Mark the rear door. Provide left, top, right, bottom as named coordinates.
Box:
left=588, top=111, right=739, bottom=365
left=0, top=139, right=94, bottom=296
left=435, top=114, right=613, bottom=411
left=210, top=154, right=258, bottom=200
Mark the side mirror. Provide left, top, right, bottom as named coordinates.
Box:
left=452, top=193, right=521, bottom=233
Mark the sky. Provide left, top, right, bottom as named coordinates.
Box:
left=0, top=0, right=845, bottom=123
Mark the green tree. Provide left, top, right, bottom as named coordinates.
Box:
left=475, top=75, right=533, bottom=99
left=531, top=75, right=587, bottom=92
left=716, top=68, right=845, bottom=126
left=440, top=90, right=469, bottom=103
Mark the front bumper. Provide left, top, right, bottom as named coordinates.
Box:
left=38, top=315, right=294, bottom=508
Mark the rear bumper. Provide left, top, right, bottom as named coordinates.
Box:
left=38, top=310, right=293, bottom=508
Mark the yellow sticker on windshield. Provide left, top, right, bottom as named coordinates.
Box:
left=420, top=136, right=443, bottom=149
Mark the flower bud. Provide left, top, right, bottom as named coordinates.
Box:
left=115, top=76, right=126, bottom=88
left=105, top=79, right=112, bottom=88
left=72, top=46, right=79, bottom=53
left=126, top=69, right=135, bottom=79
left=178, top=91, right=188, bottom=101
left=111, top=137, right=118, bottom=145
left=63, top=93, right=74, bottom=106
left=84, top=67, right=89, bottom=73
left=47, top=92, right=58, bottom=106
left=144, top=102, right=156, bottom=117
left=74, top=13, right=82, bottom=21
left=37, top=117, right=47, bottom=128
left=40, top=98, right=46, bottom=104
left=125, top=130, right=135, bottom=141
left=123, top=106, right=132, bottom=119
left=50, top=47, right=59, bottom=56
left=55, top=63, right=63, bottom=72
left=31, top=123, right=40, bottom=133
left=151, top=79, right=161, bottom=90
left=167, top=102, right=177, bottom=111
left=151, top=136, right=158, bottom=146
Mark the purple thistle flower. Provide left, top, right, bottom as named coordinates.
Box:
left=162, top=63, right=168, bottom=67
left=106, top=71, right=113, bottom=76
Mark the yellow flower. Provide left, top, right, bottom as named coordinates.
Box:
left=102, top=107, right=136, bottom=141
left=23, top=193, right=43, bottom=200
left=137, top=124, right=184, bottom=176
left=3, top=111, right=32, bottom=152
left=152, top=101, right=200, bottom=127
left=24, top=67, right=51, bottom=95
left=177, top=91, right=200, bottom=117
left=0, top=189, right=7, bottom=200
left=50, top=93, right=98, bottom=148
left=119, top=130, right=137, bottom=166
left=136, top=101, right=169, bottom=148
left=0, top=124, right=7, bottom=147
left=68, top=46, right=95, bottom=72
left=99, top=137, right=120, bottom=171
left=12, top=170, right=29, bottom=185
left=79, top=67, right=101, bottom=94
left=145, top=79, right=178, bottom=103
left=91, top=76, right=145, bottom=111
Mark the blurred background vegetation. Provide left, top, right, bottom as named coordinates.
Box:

************

> _What you will do_: Reproduce all of the entries above, switching every occurrence of "named coordinates" to "labeled coordinates" and leaving everything else unchanged.

> _Solution for this exercise_:
Mark the rear door. Provide left, top, right, bottom as labeled coordinates.
Box:
left=588, top=111, right=739, bottom=365
left=0, top=139, right=94, bottom=296
left=435, top=114, right=613, bottom=411
left=210, top=154, right=258, bottom=200
Mark the side mirror. Provide left, top, right, bottom as labeled coordinates.
Box:
left=452, top=193, right=521, bottom=233
Mark the sky. Provide left, top, right, bottom as labeled coordinates.
Box:
left=0, top=0, right=845, bottom=123
Mark the green tree. Provide left, top, right, bottom as labeled coordinates.
Box:
left=475, top=75, right=533, bottom=99
left=531, top=75, right=587, bottom=92
left=716, top=68, right=845, bottom=126
left=440, top=90, right=469, bottom=103
Mark the front bumper. Provide left, top, right, bottom as labeled coordinates.
Box:
left=38, top=315, right=294, bottom=508
Mark the rear bumper. Provide left, top, right, bottom as labeled coordinates.
Box:
left=38, top=310, right=293, bottom=508
Mark the yellow sticker on windshield. Provide left, top, right, bottom as labeled coordinates.
Box:
left=420, top=136, right=443, bottom=149
Mark the flower bud. Provide left, top, right, bottom as labeled coordinates.
Box:
left=115, top=76, right=126, bottom=88
left=105, top=79, right=112, bottom=88
left=72, top=46, right=79, bottom=53
left=126, top=69, right=135, bottom=79
left=178, top=91, right=188, bottom=101
left=111, top=137, right=118, bottom=145
left=63, top=93, right=74, bottom=106
left=84, top=67, right=89, bottom=73
left=47, top=92, right=58, bottom=106
left=144, top=102, right=156, bottom=117
left=74, top=13, right=82, bottom=21
left=37, top=117, right=47, bottom=128
left=40, top=98, right=46, bottom=104
left=125, top=130, right=135, bottom=141
left=123, top=106, right=132, bottom=119
left=50, top=47, right=59, bottom=56
left=55, top=63, right=63, bottom=72
left=31, top=123, right=40, bottom=133
left=151, top=79, right=161, bottom=90
left=167, top=102, right=177, bottom=111
left=151, top=136, right=158, bottom=146
Mark the purple thistle flower. Provide left, top, right, bottom as labeled coordinates.
Box:
left=162, top=63, right=168, bottom=67
left=106, top=71, right=113, bottom=76
Mark the yellow flower. Provide left, top, right, bottom as labeled coordinates.
Box:
left=102, top=107, right=136, bottom=141
left=23, top=193, right=43, bottom=200
left=137, top=124, right=184, bottom=176
left=3, top=111, right=32, bottom=152
left=152, top=101, right=200, bottom=127
left=24, top=67, right=51, bottom=95
left=177, top=91, right=200, bottom=117
left=0, top=189, right=7, bottom=200
left=50, top=93, right=98, bottom=148
left=119, top=130, right=137, bottom=166
left=136, top=101, right=169, bottom=148
left=0, top=124, right=7, bottom=147
left=68, top=46, right=95, bottom=72
left=99, top=137, right=120, bottom=171
left=12, top=170, right=29, bottom=185
left=79, top=67, right=101, bottom=94
left=145, top=79, right=178, bottom=103
left=91, top=76, right=145, bottom=111
Mark the blurred background vegetation. Provide left, top, right, bottom as labeled coordinates.
Box:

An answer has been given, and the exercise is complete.